- INSTRUÇÕES DA TAREFA -
Transcreva sem nenhuma alteração as linhas da listagem abaixo, da linha que contém "Prompted segmentation: an" até a linha que contém "box: [0, 33, 1000, 1000]", inclusive.

- DADOS DE ENTRADA -

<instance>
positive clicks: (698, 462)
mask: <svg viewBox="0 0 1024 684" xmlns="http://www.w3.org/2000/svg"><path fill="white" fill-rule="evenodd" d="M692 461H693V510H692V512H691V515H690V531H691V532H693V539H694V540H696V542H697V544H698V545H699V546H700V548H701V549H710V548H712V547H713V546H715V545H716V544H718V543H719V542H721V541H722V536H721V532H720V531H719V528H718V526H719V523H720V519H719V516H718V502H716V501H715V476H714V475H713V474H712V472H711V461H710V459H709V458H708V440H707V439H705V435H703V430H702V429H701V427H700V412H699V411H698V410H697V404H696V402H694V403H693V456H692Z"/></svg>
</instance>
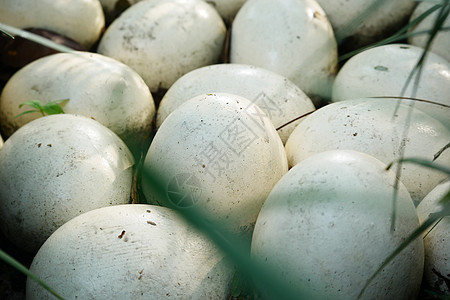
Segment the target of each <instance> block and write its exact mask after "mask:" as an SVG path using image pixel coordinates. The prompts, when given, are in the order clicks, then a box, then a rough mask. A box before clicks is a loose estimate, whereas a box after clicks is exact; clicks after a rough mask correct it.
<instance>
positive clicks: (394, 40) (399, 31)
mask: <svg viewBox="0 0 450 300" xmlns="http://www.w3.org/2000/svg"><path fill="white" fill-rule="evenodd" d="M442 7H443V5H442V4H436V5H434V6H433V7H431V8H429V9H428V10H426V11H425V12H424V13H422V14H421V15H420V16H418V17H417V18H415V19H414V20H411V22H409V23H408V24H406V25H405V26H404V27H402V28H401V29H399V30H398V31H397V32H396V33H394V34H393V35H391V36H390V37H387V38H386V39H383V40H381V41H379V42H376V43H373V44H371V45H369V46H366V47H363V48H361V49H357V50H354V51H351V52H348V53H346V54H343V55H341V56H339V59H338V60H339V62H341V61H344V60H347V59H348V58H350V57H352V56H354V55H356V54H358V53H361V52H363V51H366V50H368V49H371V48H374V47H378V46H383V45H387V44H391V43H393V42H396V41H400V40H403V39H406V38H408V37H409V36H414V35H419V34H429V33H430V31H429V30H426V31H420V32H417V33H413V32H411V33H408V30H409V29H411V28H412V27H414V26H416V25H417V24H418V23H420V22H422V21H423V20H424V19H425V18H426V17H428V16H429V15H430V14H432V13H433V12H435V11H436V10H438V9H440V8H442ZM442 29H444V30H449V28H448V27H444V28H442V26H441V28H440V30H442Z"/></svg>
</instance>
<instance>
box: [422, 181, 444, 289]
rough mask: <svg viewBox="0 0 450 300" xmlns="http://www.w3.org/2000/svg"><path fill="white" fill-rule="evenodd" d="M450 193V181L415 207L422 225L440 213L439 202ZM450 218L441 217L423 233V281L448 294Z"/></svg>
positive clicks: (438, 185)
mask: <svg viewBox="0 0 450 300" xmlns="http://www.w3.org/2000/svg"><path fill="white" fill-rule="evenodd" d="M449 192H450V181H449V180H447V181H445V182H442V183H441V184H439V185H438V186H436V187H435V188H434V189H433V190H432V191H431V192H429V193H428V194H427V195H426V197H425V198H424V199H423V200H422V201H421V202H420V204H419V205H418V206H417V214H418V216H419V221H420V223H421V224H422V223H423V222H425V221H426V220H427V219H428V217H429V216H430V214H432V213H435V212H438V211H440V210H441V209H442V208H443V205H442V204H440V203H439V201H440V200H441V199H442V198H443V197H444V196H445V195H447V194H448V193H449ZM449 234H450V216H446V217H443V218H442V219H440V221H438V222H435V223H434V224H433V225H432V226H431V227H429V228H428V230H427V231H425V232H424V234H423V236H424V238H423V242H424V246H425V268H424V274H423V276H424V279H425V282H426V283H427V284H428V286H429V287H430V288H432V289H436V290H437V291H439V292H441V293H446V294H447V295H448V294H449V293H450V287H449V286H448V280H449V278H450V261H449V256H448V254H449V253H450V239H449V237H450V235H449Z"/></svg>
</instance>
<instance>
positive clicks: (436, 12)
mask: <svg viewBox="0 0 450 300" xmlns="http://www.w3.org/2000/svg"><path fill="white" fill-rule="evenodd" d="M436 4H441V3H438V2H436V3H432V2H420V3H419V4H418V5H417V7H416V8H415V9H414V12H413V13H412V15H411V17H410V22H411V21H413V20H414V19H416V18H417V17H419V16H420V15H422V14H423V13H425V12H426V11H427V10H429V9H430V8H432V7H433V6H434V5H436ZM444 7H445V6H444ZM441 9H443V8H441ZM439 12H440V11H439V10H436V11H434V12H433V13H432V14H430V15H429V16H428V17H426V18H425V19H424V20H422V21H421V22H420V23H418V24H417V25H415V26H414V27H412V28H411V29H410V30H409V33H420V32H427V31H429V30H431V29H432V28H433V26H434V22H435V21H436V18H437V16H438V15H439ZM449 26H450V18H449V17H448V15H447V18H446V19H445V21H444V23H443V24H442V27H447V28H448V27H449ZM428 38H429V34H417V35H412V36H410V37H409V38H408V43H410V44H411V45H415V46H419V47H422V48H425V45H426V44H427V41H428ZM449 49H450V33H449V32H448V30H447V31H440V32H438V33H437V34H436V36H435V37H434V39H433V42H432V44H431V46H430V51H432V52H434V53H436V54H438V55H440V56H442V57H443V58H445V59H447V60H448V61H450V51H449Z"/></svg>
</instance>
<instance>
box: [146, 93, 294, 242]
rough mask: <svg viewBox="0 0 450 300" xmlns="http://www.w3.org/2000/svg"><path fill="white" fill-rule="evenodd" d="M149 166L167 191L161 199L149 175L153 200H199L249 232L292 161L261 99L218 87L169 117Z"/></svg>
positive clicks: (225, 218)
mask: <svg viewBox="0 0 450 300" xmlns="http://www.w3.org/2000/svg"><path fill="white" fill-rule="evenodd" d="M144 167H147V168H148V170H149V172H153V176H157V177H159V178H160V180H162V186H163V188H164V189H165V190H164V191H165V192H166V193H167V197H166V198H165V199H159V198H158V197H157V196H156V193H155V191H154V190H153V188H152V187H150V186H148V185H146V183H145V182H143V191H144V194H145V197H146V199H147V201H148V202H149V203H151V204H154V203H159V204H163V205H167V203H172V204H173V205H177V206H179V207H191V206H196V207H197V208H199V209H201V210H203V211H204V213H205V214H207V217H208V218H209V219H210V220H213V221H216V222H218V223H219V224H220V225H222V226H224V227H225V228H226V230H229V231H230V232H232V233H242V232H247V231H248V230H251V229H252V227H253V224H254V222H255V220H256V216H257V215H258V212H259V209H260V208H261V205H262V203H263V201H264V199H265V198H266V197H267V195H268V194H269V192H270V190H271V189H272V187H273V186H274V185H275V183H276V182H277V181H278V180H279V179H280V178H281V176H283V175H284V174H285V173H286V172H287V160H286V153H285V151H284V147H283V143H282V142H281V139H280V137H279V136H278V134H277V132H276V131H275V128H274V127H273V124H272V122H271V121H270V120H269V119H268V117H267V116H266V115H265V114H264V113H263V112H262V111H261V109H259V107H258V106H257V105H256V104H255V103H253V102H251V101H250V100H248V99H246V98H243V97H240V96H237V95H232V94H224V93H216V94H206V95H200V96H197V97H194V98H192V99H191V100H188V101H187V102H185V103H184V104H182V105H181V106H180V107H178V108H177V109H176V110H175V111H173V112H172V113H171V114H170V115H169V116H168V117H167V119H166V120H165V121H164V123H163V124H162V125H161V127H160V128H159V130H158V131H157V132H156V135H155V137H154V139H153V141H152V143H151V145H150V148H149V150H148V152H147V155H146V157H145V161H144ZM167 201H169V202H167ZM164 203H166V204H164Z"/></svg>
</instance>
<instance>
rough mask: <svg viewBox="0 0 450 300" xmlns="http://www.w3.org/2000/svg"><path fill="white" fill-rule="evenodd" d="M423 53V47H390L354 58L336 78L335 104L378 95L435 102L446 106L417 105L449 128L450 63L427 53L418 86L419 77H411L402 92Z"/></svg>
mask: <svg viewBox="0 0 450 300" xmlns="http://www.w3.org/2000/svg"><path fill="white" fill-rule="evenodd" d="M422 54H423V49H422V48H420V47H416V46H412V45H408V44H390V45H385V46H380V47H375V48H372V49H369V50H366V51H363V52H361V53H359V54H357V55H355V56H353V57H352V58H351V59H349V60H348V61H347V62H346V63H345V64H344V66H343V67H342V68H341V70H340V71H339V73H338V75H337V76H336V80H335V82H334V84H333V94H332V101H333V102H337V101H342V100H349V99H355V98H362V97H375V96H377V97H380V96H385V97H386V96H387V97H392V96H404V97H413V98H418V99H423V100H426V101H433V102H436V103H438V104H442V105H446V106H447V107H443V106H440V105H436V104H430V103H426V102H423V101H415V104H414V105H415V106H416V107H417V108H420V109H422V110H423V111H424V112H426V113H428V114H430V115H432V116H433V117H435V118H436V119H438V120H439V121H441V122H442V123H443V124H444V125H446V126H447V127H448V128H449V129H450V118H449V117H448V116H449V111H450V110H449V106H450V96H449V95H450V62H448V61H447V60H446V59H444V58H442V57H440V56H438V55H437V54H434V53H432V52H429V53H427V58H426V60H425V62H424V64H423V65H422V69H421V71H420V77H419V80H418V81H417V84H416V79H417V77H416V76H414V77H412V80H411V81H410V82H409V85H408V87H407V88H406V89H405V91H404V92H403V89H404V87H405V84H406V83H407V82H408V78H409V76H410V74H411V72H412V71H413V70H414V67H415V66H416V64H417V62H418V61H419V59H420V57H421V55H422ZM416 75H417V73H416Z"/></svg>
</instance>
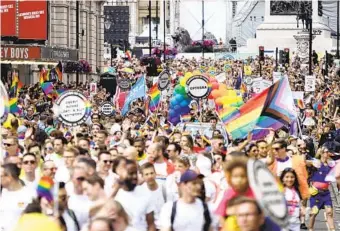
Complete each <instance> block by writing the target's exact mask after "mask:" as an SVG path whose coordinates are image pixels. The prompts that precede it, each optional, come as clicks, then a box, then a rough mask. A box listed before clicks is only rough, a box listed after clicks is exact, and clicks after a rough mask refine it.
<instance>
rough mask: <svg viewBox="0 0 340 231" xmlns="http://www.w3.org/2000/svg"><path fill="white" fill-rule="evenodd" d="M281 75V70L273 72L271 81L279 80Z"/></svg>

* * *

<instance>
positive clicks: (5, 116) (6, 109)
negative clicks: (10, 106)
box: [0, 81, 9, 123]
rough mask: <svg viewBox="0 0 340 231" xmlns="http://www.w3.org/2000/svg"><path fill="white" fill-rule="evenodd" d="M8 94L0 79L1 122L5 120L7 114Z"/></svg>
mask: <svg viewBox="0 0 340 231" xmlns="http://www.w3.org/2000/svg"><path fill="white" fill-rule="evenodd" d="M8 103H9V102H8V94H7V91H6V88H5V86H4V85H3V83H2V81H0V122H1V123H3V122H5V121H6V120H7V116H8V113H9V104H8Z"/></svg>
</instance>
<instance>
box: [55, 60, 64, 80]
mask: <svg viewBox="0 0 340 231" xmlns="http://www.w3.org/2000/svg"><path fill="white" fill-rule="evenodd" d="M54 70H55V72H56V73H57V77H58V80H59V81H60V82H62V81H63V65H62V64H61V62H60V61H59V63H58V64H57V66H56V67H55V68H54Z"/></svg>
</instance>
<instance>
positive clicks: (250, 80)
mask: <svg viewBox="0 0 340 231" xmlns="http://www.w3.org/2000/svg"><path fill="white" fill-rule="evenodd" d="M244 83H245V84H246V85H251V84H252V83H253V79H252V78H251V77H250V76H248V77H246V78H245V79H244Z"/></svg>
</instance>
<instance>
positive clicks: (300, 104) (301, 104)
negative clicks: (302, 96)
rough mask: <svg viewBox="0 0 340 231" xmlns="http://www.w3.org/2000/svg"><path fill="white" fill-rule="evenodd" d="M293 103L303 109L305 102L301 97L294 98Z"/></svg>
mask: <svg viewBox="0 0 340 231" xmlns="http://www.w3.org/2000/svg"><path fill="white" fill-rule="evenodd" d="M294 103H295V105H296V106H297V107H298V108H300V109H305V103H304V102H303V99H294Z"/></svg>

...

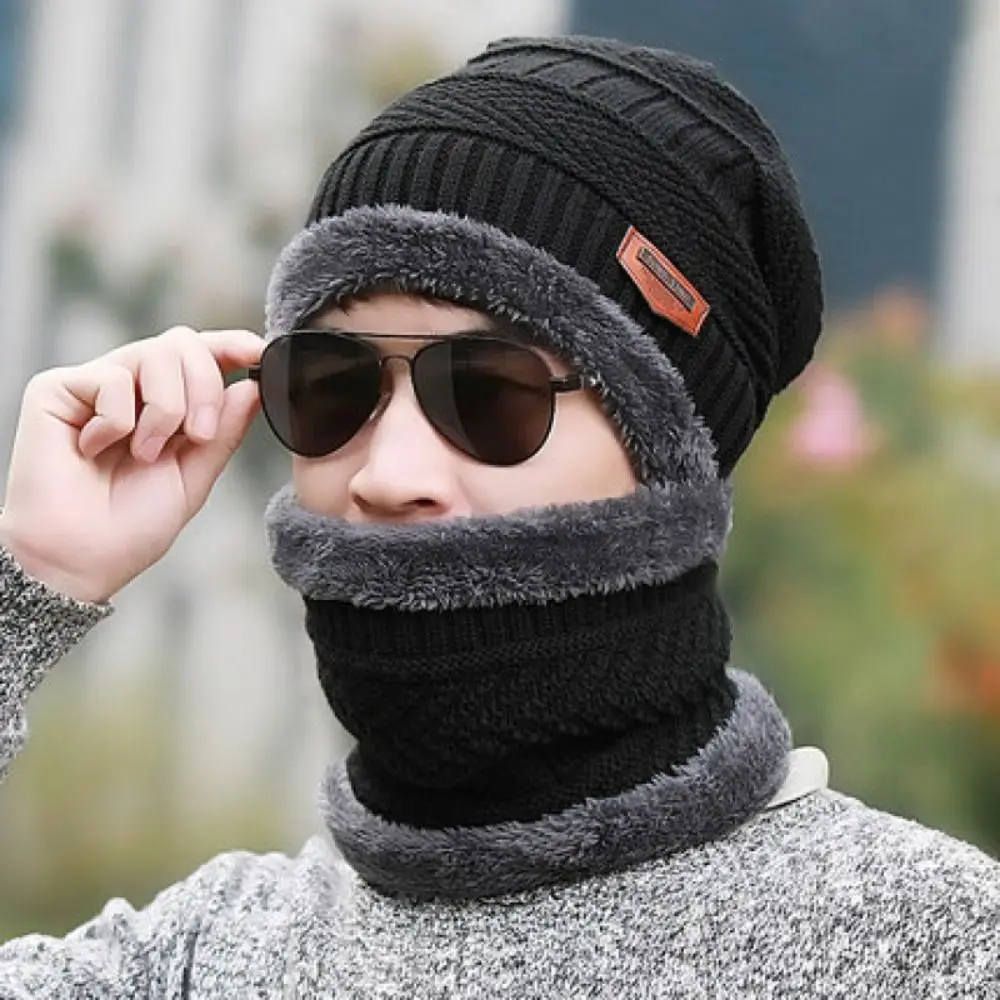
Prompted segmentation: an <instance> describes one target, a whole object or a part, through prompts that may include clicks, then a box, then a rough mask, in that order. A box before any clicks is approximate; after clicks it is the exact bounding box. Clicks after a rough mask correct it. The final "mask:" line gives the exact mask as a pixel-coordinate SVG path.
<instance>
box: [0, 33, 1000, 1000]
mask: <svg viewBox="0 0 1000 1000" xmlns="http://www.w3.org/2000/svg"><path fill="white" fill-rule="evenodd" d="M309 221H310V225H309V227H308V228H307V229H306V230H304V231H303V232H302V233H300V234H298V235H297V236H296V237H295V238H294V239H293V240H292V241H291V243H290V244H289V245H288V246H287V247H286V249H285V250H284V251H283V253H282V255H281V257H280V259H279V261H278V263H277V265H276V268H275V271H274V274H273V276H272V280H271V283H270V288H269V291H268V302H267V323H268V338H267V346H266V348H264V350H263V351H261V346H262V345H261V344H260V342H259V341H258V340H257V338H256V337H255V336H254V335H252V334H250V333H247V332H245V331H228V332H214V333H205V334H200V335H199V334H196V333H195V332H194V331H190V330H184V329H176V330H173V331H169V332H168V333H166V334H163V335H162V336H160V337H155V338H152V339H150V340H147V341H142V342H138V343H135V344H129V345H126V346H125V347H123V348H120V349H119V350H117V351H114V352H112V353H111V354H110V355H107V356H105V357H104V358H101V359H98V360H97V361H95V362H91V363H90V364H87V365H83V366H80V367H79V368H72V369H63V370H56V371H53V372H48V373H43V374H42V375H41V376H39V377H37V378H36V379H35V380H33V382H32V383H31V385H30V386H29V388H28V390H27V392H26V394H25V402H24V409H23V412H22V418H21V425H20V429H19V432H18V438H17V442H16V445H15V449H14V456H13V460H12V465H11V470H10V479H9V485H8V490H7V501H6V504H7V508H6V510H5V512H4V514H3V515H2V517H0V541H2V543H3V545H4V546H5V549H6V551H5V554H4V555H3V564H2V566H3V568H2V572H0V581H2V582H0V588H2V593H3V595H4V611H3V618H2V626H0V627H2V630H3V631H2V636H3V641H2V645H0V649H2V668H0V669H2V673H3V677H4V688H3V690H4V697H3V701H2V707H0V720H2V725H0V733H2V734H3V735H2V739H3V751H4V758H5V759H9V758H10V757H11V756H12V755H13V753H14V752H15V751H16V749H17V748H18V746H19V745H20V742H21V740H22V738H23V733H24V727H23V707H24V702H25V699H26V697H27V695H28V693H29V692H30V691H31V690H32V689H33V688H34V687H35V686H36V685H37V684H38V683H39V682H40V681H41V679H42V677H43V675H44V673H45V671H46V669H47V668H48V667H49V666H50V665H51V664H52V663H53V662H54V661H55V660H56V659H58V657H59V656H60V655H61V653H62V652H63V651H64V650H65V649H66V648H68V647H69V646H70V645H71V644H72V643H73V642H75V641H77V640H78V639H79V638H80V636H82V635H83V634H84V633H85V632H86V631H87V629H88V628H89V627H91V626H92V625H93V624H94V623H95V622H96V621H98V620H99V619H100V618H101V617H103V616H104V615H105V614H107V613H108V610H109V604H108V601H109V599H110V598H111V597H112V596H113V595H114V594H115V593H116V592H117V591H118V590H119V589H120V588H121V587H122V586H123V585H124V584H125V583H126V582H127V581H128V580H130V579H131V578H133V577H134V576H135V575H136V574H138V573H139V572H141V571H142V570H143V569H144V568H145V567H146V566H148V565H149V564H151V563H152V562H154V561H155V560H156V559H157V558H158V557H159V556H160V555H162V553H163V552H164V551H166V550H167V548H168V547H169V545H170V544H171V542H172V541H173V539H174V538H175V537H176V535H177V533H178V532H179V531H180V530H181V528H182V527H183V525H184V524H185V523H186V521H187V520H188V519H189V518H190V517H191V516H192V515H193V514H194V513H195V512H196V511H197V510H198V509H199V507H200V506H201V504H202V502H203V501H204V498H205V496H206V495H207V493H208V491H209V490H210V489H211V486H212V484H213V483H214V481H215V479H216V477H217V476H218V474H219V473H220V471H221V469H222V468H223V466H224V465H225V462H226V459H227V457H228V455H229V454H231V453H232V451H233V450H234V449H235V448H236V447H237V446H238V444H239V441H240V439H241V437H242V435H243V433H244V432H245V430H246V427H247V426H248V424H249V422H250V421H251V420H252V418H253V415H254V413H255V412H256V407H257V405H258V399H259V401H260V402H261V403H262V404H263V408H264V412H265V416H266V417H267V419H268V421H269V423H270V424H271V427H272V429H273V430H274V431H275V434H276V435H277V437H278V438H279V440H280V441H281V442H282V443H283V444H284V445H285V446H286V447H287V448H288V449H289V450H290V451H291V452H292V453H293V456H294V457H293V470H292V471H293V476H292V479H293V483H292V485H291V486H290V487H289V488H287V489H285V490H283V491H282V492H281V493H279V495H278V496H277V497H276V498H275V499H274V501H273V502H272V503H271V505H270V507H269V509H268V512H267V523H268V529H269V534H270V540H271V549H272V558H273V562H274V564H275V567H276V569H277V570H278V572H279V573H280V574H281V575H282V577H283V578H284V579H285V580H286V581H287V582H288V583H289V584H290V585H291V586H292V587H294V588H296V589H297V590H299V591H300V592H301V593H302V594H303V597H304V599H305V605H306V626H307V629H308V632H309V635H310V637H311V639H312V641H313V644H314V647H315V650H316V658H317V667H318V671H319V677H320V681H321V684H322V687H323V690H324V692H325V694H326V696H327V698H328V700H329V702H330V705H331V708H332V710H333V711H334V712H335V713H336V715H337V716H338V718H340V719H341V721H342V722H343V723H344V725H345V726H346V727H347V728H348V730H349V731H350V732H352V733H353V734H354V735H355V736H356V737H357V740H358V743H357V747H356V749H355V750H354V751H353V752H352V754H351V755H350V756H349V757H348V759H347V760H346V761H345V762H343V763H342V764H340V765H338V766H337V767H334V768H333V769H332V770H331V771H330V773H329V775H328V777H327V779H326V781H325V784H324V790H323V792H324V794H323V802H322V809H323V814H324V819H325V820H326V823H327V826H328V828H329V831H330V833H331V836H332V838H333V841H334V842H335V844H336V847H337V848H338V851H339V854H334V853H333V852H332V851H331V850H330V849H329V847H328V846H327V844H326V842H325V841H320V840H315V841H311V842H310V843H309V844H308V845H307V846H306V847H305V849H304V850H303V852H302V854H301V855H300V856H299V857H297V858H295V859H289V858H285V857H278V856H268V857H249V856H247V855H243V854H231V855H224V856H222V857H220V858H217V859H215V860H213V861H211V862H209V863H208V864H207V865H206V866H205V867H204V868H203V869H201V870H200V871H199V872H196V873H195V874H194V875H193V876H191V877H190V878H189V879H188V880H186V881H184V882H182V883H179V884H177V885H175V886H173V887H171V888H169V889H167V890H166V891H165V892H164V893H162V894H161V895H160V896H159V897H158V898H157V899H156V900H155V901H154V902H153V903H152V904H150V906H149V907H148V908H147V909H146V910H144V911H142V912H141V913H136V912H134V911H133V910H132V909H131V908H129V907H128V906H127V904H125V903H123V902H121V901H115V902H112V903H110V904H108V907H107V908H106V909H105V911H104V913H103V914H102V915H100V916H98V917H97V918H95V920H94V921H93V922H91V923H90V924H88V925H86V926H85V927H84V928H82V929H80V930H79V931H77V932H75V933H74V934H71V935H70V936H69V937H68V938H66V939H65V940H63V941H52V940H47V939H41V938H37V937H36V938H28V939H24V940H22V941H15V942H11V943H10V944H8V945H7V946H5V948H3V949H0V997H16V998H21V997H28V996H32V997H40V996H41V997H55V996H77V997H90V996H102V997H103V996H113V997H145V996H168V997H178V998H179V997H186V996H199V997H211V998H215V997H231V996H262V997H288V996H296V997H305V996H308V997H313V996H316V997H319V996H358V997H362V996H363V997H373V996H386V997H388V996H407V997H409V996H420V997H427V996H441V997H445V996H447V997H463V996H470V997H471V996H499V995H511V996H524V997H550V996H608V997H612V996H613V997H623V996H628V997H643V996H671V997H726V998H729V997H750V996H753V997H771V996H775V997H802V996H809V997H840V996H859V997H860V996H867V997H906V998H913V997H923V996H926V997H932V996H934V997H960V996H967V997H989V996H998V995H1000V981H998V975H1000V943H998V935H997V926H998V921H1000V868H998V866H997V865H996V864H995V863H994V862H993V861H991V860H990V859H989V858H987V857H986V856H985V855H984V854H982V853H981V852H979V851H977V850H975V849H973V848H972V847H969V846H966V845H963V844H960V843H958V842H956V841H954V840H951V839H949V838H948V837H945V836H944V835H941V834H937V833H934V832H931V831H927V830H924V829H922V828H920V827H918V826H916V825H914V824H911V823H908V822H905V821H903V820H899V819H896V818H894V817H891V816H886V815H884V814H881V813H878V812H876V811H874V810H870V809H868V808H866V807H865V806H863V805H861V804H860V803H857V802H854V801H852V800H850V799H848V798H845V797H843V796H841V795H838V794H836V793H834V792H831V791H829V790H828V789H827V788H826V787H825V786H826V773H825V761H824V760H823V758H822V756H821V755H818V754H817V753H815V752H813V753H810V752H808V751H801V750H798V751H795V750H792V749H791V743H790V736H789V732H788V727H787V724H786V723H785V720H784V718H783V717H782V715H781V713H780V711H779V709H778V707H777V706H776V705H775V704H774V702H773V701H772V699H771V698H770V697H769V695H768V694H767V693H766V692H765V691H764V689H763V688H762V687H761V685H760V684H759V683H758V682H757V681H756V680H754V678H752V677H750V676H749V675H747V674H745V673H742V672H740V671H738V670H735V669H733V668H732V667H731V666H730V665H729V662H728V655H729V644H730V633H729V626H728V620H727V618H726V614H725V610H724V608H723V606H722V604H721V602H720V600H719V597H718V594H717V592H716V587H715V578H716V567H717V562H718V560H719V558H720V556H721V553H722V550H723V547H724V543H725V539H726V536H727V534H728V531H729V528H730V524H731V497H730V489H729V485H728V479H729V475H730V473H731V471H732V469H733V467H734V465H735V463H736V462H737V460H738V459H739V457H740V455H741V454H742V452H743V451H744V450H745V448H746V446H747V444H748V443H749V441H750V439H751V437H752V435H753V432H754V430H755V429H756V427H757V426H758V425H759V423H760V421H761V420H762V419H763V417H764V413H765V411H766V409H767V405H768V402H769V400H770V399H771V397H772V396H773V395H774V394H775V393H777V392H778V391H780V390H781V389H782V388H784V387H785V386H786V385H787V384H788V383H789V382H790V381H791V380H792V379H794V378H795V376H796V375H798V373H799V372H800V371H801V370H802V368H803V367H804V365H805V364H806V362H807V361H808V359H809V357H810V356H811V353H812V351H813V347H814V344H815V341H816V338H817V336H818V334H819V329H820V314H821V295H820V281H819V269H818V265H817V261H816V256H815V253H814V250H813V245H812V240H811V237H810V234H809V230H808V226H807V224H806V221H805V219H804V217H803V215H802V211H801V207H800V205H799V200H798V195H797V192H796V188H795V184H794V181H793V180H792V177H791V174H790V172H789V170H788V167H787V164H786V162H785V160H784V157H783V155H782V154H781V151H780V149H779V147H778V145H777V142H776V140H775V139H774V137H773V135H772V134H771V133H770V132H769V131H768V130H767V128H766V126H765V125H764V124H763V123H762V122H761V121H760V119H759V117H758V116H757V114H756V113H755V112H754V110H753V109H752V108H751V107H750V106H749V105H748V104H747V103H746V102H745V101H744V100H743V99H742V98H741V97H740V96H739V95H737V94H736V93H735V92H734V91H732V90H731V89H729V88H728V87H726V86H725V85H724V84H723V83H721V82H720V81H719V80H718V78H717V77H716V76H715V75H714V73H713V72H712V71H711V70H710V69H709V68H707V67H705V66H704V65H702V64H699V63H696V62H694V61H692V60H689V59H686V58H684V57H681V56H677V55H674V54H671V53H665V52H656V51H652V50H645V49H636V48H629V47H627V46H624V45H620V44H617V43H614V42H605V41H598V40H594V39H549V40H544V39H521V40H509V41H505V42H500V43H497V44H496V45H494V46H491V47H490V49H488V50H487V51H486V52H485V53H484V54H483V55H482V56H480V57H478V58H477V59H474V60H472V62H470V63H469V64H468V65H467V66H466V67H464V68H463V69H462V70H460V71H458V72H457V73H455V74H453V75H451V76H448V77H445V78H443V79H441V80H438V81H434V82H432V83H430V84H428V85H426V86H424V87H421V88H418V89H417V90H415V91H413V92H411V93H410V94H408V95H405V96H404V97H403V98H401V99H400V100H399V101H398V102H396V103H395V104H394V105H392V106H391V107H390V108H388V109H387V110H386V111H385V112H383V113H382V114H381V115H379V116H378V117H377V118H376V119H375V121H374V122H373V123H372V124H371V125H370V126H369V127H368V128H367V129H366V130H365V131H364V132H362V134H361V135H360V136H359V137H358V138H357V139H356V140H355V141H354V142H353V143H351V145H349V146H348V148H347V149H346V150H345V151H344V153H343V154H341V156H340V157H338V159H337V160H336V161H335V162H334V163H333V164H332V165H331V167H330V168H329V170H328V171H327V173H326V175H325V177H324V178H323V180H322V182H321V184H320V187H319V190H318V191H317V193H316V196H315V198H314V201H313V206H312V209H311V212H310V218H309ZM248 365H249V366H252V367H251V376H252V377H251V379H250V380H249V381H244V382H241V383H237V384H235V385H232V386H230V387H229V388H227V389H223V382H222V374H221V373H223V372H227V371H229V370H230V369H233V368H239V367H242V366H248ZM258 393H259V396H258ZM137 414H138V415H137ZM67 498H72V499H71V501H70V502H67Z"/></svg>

- RESULTADO DA TAREFA -
Prompted segmentation: an <instance> describes one target, a whole object or a part, through prompts that may include clicks, then a box, then a rough mask, in that order. A box before any clicks is approximate; after clicks it is the exact bounding box. Clicks after a rough mask correct it. The final "mask:" line gives the exact mask as a pixel-coordinate SVG path.
<instance>
box: [0, 33, 1000, 1000]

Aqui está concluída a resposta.